- **EXTRACTED DATA**:
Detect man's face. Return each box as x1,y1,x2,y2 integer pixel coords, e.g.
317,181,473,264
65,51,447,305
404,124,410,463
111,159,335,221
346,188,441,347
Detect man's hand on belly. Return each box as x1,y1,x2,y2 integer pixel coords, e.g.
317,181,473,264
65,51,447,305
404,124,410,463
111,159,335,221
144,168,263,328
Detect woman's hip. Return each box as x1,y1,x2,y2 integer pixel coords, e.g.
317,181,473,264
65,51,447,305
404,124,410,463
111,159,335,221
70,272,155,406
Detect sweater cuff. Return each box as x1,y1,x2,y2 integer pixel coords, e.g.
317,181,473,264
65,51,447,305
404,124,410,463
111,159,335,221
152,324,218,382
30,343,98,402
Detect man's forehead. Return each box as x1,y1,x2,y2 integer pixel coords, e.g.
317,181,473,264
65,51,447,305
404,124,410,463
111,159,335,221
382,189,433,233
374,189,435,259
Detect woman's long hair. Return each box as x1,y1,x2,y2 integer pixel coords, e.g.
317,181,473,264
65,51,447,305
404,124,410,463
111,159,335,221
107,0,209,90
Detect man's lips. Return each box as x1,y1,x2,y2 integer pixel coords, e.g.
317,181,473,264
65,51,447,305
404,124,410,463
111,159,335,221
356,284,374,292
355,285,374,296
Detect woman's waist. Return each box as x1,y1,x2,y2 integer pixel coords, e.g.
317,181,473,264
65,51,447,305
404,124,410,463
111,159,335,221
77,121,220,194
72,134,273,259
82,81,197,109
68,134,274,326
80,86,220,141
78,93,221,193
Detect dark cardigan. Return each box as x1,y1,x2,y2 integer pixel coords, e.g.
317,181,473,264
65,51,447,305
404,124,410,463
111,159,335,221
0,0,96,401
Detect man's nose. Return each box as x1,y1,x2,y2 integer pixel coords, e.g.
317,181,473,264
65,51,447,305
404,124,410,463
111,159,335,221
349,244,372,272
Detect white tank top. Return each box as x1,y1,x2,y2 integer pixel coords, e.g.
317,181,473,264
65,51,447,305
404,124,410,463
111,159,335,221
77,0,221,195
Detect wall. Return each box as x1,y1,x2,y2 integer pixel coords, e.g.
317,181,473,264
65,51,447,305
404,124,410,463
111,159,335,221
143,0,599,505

- **WHAT TO WORK ON**: In how many lines of the material above does the word "woman" appear? Reply with the number only.

- **RESULT**: 3